Selected excerpt
(696g) Integrating Mechanistic Modeling with Economic Analysis for End-to-End Bioprocess Design and Development

The fast-growing field of biotechnology is at the cusp of a transformative leap where speed, economics, sustainability, and accessibility play essential roles. Therefore, early integration of mechanistic modeling with process/facility models is critical to evaluating and optimizing the economic and environmental impact of the manufactured product. This is essential for the holistic design and development of bioprocesses early in development, where there is the maximum potential to impact on cost and environmental outcomes.

This interdisciplinary approach marries the quantitative precision of mechanistic models, which elucidate the complex biological, chemical, and physical phenomena underlying bioprocesses, with the strategic foresight of economic analysis to assess cost, feasibility, sustainability, and risk. By embedding economic and sustainability considerations directly into the bioprocess design phase, this novel methodology enables the simultaneous optimization of both the technical, environmental, and financial aspects of therapeutic manufacturing. It facilitates the identification of cost-effective, scalable, and sustainable bioprocessing routes right from conception, thus significantly reducing development time, resources, and the risk of late-stage failures.

Task prompt
Continue the abstract above on combining mechanistic modeling with economic analysis in bioprocess design, starting after its final sentence.

Records shown
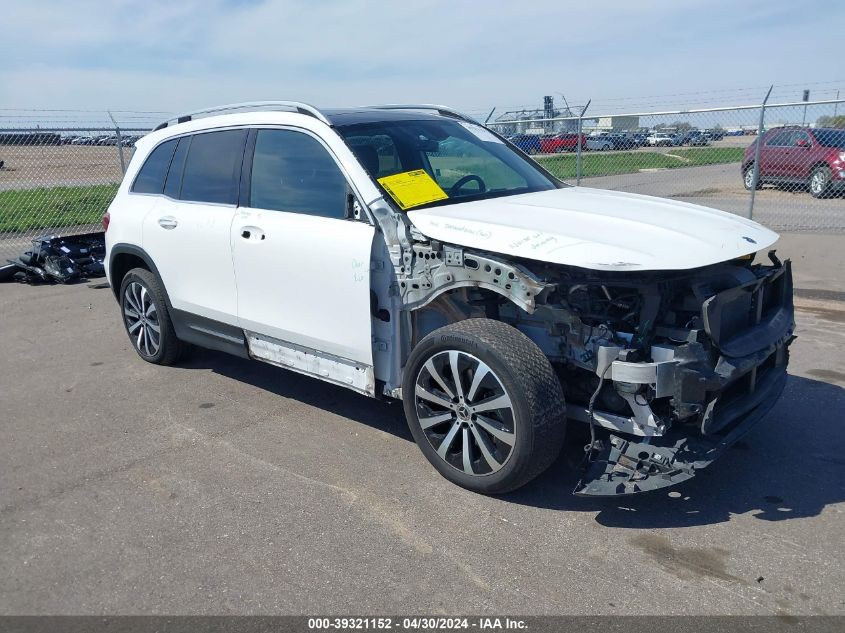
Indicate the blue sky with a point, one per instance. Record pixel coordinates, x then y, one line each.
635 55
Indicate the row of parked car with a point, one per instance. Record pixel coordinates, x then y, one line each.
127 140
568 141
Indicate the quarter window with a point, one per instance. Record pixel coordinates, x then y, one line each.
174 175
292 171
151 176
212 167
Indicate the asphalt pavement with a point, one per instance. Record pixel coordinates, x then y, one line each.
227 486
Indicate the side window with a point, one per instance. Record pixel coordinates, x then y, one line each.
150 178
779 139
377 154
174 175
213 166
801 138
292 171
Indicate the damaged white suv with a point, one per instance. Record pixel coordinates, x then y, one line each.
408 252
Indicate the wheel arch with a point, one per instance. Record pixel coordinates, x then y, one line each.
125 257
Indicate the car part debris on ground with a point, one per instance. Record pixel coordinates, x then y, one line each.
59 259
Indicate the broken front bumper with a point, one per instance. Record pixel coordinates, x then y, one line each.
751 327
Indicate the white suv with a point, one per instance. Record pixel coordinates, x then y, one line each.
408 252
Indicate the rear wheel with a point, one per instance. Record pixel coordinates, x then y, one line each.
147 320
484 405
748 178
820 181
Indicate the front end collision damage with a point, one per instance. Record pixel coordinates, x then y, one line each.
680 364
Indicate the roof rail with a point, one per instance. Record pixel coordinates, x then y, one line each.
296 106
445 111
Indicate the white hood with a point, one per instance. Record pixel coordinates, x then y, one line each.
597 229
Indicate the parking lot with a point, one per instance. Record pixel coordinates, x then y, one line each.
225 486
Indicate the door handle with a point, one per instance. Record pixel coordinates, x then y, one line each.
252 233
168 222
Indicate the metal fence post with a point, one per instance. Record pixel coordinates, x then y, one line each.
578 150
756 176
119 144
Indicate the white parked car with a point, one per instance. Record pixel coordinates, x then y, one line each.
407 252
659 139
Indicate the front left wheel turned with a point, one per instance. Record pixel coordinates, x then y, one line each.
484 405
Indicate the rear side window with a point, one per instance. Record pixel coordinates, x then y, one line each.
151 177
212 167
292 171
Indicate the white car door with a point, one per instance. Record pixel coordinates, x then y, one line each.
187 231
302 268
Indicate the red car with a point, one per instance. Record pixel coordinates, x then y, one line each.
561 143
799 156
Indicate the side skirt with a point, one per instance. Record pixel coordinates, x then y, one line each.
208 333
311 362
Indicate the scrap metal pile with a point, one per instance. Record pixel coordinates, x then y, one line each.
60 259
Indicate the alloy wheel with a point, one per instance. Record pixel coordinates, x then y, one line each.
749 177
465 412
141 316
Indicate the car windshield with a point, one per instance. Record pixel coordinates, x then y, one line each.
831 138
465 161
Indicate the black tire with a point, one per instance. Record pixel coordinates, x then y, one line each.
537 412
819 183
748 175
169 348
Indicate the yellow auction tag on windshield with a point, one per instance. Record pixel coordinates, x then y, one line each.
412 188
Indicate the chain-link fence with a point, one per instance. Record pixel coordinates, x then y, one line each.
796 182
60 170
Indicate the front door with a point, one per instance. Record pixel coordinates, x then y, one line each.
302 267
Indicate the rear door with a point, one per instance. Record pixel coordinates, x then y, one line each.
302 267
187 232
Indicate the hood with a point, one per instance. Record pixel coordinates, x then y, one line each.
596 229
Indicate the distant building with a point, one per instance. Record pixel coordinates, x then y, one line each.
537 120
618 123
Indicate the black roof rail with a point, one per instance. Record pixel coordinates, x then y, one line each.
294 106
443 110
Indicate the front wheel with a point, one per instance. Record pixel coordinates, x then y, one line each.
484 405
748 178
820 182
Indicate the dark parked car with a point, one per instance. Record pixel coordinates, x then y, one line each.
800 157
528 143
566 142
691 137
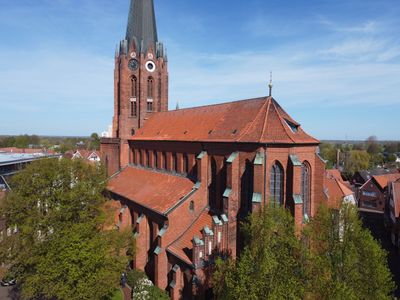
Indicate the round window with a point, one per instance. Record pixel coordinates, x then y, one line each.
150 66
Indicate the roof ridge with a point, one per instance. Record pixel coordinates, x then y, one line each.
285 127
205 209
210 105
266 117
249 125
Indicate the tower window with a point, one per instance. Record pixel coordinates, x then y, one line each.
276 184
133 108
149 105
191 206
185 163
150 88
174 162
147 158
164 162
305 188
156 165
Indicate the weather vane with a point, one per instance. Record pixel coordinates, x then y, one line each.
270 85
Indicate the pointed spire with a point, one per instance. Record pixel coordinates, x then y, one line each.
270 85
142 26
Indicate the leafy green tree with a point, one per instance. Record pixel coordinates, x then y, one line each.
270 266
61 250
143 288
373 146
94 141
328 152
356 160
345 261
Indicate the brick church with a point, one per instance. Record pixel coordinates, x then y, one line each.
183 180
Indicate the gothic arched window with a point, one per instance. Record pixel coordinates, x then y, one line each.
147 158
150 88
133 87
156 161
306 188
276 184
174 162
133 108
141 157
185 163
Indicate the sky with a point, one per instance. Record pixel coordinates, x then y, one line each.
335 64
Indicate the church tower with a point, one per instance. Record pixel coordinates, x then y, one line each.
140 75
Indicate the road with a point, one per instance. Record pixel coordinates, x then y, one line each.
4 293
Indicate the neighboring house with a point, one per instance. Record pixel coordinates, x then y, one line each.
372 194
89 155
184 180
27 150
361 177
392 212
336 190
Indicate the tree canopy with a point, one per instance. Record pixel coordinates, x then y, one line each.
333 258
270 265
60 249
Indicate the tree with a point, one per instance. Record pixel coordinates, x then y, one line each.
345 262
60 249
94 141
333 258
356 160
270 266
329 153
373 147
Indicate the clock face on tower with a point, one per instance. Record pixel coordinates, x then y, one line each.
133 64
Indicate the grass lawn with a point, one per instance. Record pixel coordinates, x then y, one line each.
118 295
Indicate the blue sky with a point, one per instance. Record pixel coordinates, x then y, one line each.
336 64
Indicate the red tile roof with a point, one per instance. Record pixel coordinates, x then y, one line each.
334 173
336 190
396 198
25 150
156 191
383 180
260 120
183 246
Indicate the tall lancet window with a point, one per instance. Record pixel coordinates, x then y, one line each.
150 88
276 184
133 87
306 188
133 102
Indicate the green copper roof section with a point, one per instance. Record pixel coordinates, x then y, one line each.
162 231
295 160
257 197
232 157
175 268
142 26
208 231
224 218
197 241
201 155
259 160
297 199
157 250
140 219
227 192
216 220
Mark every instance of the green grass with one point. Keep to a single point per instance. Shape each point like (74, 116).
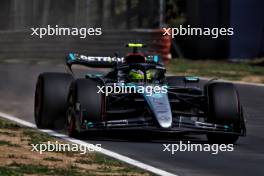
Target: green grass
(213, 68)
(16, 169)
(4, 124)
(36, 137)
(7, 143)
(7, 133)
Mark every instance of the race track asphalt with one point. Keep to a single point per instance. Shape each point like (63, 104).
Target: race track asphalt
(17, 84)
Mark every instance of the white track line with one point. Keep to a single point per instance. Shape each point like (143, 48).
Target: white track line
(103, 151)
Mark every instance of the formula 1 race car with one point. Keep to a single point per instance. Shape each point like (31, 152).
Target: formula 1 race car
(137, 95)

Answer to this task
This presentation elucidates this integration's principles by showcasing its application through case studies that integrate mechanistic models for cell culture, harvest, and capture steps with cost and sustainability analysis within the BioSolve environment. Through multi-objective Bayesian optimization, we can identify the best solution space that minimizes cost and environmental impact, thereby providing insights into tradeoffs regarding cost and sustainability.

Integrating mechanistic and whole process models provides analysis that accelerates the path from lab to patients. It promises to enhance the viability and impact of biotechnological innovations in addressing global therapeutic challenges.